[[ PASSAGE FOR REVIEW open ]]

This is an updated version of an article posted to Freshwater Aquariums forum
Have a wierd creature in your water? A bug in the tank? Tiny worms crawling on your aquarium glass? Use this handy guide to help you identify the organism.
(Smallest to largest.)
– Free floating green algae: this is what turns your water green. It looks like green smoke travelling through the water currents. Daphnia and cyclops feed on this. Green algae requires long hours of bright light and extra nitrates to live.
Danger: looks bad if you don’t want it. Good for feeding daphnia or cyclops or other infusoria.
– Cyclops: you can just barely see these whitish copepods that look like a capital Y, but they dart in the water in jerky motions. Females have 2 egg sacks which make them Y shaped. Males are just a white dot with a tail (tail is hard to see). I’ve seen a cyclops as large as 2mm. It’s a big female always with eggs. They are usually 1mm long.

[[ PASSAGE FOR REVIEW closed ]]

• EXERCISES TO COMPLETE:
- a) Write out the stretch of the aquarium organism guide from "Danger: looks bad" through "usually 1mm long.".
- b) In the aquarium organism guide, what does free floating green algae need in order to live?
- c) Proceed with the aquarium organism guide from where it stops.
None of the entries matter for this work.

[[ EXTRACTED MATERIAL open ]]

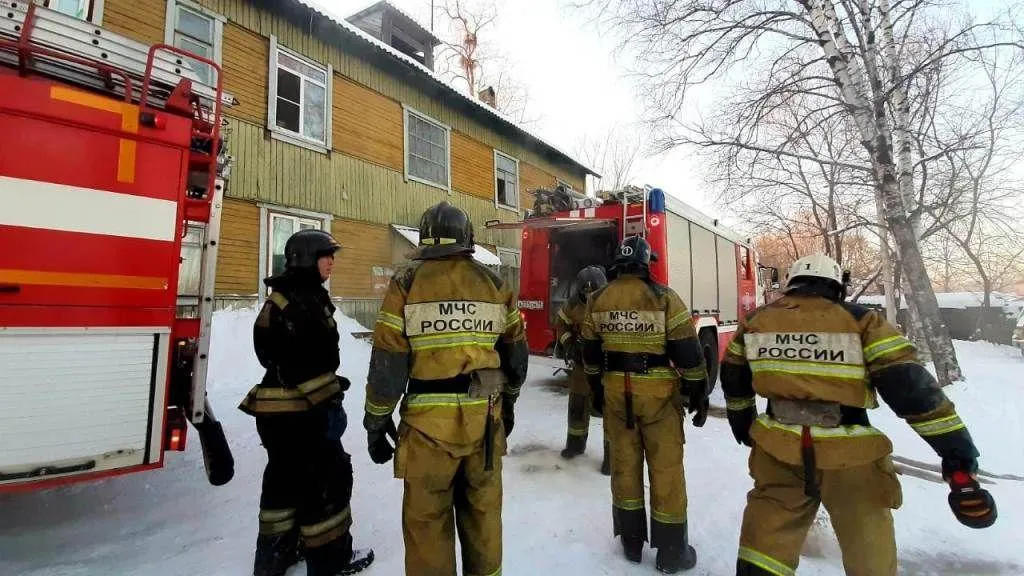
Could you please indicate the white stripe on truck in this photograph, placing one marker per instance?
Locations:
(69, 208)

[[ EXTRACTED MATERIAL closed ]]
[[ EXTRACTED MATERIAL open ]]

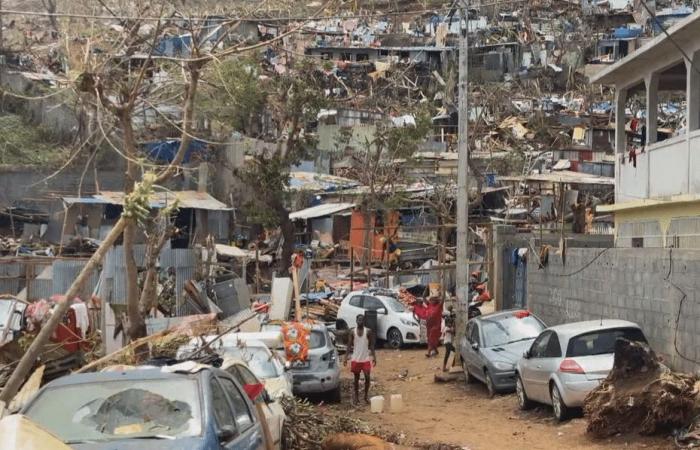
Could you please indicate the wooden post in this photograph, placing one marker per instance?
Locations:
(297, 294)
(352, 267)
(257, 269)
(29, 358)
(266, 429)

[[ EXTRACTED MATERIAL closed ]]

• ANSWERS FOR THE TASKS:
- a)
Danger: looks bad if you don’t want it. Good for feeding daphnia or cyclops or other infusoria.
– Cyclops: you can just barely see these whitish copepods that look like a capital Y, but they dart in the water in jerky motions. Females have 2 egg sacks which make them Y shaped. Males are just a white dot with a tail (tail is hard to see). I’ve seen a cyclops as large as 2mm. It’s a big female always with eggs. They are usually 1mm long.

- b) Long hours of bright light and extra nitrates.

- c)
Danger: Some people say they eat smaller daphnia and can crash a daphnia population.
– Daphnia: these are about the same size as a pinhead, or slightly smaller and are not white. They can be yellowish or greenish. They are round and swim slowly through the water, not jerkily like cyclops. About 1mm long.
Danger: Harmless. They make excellent fish food.
– Baby snails: newly hatched are a little smaller than pinheads or poppy seeds. They do not swim and only cling to any surface, like glass or plants.
Danger: Harmless. But adds more waste then your average fish.
– Hydra: these branched, soft-bodied things are like anemones. But they only have about 5 tentacles. They attach themselves to any material on the bottom, to logs, stocks, or plants. They reproduce by budding a copy of themselves on the side of the “stem”. Some are light yellow, some are green and use chlorophyll. They feed by snaring smaller foods in their stinging tentacles. 1-4mm long bodies excluding tentacles.
Danger: Potentially troublesome. They eat things like daphnia and cyclops and small fry.
– Nematodes: tiny, thin, HAIRLESS worms which swim by making S shapes back and forth. Not to be confused with mosquito or midge larva (below) which have hairs. Often pink or red colored. 1-5mm long.
Danger: Harmless to plants, inverts, fry and fish.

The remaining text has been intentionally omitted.